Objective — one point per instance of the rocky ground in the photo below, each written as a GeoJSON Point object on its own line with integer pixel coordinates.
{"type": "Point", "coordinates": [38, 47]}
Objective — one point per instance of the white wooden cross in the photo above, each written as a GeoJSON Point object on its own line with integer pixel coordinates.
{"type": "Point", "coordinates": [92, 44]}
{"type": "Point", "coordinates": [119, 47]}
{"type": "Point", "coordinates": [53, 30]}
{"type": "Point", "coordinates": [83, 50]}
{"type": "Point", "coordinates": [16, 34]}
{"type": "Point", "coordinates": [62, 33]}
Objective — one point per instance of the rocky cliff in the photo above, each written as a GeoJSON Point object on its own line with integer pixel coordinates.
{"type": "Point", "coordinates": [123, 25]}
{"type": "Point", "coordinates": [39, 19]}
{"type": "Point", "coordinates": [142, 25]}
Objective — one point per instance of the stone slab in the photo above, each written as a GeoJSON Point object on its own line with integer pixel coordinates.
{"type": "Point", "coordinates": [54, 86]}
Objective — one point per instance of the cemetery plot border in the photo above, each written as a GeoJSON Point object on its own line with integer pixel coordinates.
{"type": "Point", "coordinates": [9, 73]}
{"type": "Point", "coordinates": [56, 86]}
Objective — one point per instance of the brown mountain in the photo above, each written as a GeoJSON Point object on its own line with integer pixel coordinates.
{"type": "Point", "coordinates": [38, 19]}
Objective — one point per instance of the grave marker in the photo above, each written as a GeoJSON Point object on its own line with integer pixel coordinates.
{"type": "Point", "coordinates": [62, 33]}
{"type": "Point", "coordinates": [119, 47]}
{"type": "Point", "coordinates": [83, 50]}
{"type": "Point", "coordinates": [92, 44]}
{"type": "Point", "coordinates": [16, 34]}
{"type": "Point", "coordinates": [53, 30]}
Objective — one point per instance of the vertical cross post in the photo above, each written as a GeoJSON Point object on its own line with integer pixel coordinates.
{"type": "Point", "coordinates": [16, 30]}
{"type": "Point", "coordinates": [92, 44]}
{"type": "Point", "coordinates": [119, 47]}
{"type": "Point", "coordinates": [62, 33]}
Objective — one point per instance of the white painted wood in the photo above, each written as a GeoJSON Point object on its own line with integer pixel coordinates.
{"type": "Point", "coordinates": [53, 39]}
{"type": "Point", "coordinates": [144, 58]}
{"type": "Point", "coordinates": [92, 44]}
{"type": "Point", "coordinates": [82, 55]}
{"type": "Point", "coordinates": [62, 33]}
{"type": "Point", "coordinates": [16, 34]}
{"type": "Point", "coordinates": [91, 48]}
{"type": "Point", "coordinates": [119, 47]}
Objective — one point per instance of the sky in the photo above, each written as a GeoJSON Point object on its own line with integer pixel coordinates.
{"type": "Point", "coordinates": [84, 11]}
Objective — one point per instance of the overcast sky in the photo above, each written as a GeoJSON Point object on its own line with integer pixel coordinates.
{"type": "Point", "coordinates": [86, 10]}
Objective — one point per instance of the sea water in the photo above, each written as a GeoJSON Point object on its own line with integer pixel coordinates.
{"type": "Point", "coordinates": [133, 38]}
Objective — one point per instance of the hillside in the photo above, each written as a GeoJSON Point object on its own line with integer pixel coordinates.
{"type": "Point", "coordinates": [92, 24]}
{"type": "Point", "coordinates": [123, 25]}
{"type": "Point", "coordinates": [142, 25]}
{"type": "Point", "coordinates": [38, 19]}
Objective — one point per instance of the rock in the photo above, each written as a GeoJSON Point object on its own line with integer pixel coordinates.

⁂

> Activity: Type out the records above again, exactly the same.

> Finished task:
Objective — one point per instance of the rocky ground in the photo below, each written as a GeoJSON Point object on its own line with integer pixel coordinates.
{"type": "Point", "coordinates": [38, 47]}
Objective — one point per instance of the white wooden cross in the photo above, each written as a GeoJSON Point object on its own line with integer pixel coordinates.
{"type": "Point", "coordinates": [92, 44]}
{"type": "Point", "coordinates": [119, 47]}
{"type": "Point", "coordinates": [53, 30]}
{"type": "Point", "coordinates": [83, 50]}
{"type": "Point", "coordinates": [16, 34]}
{"type": "Point", "coordinates": [62, 33]}
Objective — one point per instance of the rocky cliff in the photo above, each written as a GeoJSON Point object on its own line with integer pixel coordinates.
{"type": "Point", "coordinates": [123, 25]}
{"type": "Point", "coordinates": [39, 19]}
{"type": "Point", "coordinates": [142, 25]}
Objective — one point per instance of the stone slab in the photo above, each written as a GeoJSON Point object on its own line with integer pixel coordinates.
{"type": "Point", "coordinates": [54, 86]}
Objective — one point per instance of the cemetery plot border in the photo above, each written as a GeoJSON Point object on its own line with integer pixel coordinates.
{"type": "Point", "coordinates": [9, 73]}
{"type": "Point", "coordinates": [56, 86]}
Objective — one point per instance of the brown mountain in the photo above, each written as a GeoJSON Point object on its own line with integer pixel coordinates.
{"type": "Point", "coordinates": [38, 19]}
Objective — one point per instance of the grave marker in the photo above, each written as a GeoJSON Point object on its own line with integer pixel coordinates.
{"type": "Point", "coordinates": [62, 33]}
{"type": "Point", "coordinates": [119, 47]}
{"type": "Point", "coordinates": [83, 50]}
{"type": "Point", "coordinates": [92, 44]}
{"type": "Point", "coordinates": [16, 34]}
{"type": "Point", "coordinates": [53, 30]}
Objective — one point per instance of the vertical cross post in the photo above, each written as a GeoJSON Point object on its own line with integer pixel coordinates.
{"type": "Point", "coordinates": [16, 30]}
{"type": "Point", "coordinates": [92, 44]}
{"type": "Point", "coordinates": [119, 47]}
{"type": "Point", "coordinates": [62, 33]}
Objective — one point per instance of the white painted wood in the photo above, each written as a GeoJSON Point object on its own line with integer pixel coordinates.
{"type": "Point", "coordinates": [53, 39]}
{"type": "Point", "coordinates": [144, 58]}
{"type": "Point", "coordinates": [92, 44]}
{"type": "Point", "coordinates": [82, 55]}
{"type": "Point", "coordinates": [62, 33]}
{"type": "Point", "coordinates": [16, 34]}
{"type": "Point", "coordinates": [91, 48]}
{"type": "Point", "coordinates": [119, 47]}
Objective — one point per instance of the sky in the photo above, each written as a GeoJSON Point object on its own line with integer pixel coordinates.
{"type": "Point", "coordinates": [84, 11]}
Objective — one point per instance of the overcast sky in the photo above, each written as a GeoJSON Point object on its own line with integer pixel coordinates.
{"type": "Point", "coordinates": [86, 10]}
Objective — one point per instance of the sea water in the photo above, each written as a GeoJSON Point object on its own line with integer pixel coordinates.
{"type": "Point", "coordinates": [133, 38]}
Objective — one point per instance of the hillside in the photo above, each written as a GeoJSON Point object on its own line with integer pixel coordinates.
{"type": "Point", "coordinates": [92, 24]}
{"type": "Point", "coordinates": [123, 25]}
{"type": "Point", "coordinates": [142, 25]}
{"type": "Point", "coordinates": [38, 19]}
Objective — one point per instance of the rock in the photo above, each written as a GeoJSON Point object on its own line with integer pixel coordinates.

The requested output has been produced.